Temmanonceiling The names Melanie Tem and Steve Rasnic Tem should not be unfamiliar to readers of dark fiction. For those few for whom these names are strangers, this Horror Reader certainly recommends immediate correction. Though I've long been more a fan of the Tems' short fiction than their longer works, this latest book (an expansion upon their multiple award winning, collaborative novella The Man on the Ceiling) has quickly rocketed to the top of my list of  Tem pieces. It is a marvel to read, insightful and informative. However, one enormous question lingers for this reviewer after finishing the work:  just what the hell is it?

The authors themselves dub it a biography of the imagination, and this acts as a pretty good encapsulation. However, while evocative, it does not really allow a beleaguered reviewer such as myself to find the proper box to check, the proper category to file this under.  Pity the uninformed reader relying on this reviewer's words (I suppose there might be one such being in the world; leave me my dreams, will you?), who might remain clueless as to the many faceted treasure that lays between this work's covers. Let me flounder for a spell, and perhaps my fellow Horror Readers might understand my difficulty.

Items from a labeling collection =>
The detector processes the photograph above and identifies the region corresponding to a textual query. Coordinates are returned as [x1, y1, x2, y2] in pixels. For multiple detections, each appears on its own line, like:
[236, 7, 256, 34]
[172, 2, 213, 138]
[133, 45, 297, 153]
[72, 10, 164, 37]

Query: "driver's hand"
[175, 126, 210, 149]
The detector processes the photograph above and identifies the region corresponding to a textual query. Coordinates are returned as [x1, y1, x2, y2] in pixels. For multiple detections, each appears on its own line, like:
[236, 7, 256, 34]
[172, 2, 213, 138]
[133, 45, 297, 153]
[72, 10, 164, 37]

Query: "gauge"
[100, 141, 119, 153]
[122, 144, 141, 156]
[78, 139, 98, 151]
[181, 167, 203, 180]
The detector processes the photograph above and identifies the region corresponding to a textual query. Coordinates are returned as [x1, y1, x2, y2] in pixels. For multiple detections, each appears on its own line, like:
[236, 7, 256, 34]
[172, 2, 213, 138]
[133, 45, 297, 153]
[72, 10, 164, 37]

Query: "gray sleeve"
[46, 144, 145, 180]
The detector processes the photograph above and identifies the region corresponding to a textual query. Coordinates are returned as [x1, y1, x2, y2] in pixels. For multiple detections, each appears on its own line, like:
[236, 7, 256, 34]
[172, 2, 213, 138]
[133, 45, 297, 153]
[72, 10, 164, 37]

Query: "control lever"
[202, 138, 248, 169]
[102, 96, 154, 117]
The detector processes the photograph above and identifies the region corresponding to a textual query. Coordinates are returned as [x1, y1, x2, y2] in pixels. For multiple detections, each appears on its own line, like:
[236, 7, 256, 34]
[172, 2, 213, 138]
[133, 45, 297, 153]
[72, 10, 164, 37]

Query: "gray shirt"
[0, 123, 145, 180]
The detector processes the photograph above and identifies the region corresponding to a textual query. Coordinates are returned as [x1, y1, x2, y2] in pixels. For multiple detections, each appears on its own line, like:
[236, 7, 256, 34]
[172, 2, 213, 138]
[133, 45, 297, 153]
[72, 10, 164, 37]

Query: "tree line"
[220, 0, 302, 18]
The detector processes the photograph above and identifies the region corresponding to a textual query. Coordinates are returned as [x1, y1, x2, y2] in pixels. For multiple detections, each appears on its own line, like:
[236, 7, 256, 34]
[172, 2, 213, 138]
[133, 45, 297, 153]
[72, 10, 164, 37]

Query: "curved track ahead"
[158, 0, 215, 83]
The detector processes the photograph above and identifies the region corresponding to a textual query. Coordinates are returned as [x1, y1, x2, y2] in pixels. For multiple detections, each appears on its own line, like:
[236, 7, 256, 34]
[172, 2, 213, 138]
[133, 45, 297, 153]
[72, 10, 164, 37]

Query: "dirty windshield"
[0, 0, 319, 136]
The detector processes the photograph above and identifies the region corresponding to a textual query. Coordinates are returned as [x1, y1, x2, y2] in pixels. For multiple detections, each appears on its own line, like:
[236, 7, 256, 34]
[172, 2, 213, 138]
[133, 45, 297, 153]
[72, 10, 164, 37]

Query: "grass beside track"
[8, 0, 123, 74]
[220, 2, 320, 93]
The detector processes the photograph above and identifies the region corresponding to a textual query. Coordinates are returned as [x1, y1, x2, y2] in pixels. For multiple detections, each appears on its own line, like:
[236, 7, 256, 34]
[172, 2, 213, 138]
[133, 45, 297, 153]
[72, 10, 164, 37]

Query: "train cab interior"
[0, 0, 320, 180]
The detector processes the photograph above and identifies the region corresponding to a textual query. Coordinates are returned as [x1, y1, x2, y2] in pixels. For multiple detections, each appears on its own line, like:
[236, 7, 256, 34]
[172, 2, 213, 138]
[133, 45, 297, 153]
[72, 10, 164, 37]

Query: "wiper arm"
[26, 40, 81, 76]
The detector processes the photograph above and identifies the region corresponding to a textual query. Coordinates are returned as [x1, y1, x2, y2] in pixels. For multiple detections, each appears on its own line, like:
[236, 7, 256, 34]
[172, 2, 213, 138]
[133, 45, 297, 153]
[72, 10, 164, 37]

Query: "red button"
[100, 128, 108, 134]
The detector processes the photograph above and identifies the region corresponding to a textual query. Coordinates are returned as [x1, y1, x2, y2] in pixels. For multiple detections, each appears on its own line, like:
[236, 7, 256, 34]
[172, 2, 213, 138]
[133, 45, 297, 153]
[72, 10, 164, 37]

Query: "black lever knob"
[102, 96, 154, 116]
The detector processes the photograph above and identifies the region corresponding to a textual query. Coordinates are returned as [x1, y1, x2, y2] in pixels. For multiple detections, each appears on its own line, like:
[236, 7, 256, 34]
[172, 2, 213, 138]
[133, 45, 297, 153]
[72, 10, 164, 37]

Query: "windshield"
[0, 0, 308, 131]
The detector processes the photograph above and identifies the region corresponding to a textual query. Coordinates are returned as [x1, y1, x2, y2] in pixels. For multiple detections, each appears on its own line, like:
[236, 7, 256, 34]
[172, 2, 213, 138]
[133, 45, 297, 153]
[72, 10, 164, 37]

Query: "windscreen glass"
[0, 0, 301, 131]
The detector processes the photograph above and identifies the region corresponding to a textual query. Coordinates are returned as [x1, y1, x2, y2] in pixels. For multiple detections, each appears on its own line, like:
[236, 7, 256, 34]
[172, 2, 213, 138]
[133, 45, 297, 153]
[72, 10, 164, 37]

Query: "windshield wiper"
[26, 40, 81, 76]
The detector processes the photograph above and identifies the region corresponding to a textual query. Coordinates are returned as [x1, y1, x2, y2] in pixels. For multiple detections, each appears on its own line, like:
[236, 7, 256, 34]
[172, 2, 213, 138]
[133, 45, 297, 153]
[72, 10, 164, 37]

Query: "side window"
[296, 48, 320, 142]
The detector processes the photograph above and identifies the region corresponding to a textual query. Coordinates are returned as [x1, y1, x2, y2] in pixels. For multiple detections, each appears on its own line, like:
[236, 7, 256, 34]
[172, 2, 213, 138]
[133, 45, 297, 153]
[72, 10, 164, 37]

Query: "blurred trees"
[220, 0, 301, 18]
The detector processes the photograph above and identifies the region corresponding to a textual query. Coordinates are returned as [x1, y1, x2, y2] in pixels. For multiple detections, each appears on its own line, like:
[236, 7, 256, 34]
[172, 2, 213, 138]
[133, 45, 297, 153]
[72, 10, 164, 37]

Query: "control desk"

OBJECTIVES =>
(A) Using the review of The Man on the Ceiling, decide whether each statement agrees with it: (i) The reviewer has long preferred the Tems' short fiction to their longer works. (ii) The book grew out of an award-winning novella the two authors wrote together. (iii) The authors' own label for the book lets the reviewer easily assign it to a category. Answer yes or no for each, quoting the words of the review that settle it.
(B) Resume the review of The Man on the Ceiling, writing on from its final sentence in the same voice.

ANSWERS FOR THE EXERCISE =>
(A)
(i) Yes: "Though I've long been more a fan of the Tems' short fiction than their longer works"
(ii) Yes: "an expansion upon their multiple award winning, collaborative novella The Man on the Ceiling"
(iii) No: "it does not really allow a beleaguered reviewer such as myself to find the proper box to check, the proper category to file this under"

(B)
While The Man on the Ceiling features its titular character "in the flesh" so to speak, and while he is something ghastly, this is not a horror novel. And while the book attempts to capture both the "authors" (for the narrators of this particular story are Melanie Tem and Steve Rasnic Tem, but are these the real deal or fictional creations-- ala J.G. Ballard? While the phrase "Everything we tell you is true" is repeated quite often here, this is by no means the literal truth.  It's a truth of a completely different sort, that of delicious verisimilitude) as individuals and as components of a "nontraditional" family, the book is not quite a memoir (fact and fantasy interweave without mercy, dropping the reader into a world far too wonderful, far too awful, and far too honest to be the everyday real world). While there are plenty of snippets of short fiction, this is no collection. These short stories do not really stand as well on their own as they do amongst the details in the rest of the work; less short stories than parasitic anecdotes, perhaps. While advice to prospective writers abounds, this is no mere "How To Git (sic) Published" volume. Where the narrators offer plentiful meditations upon the value and importance of story (again, as a vessel of truth), this is by no means the sole of wit and thought on display.  As with Whitman, this sucker is vast.  It contains multitudes...

Has this reviewer made plain the difficulty? Just what am I supposed to file this under?

Why nothing and everything, of course, and that's what makes a work like The Man on the Ceiling truly excel. It is actually sui generis. It is beyond genre and yet built from genre. A curious puzzle, engaging in its emotional honesty and clear voices. Indeed, there are two distinct voices to be found here. Alternating passages are written from Melanie and Steve's perspectives and each manages to share levels of intimacy often reserved for good poetry.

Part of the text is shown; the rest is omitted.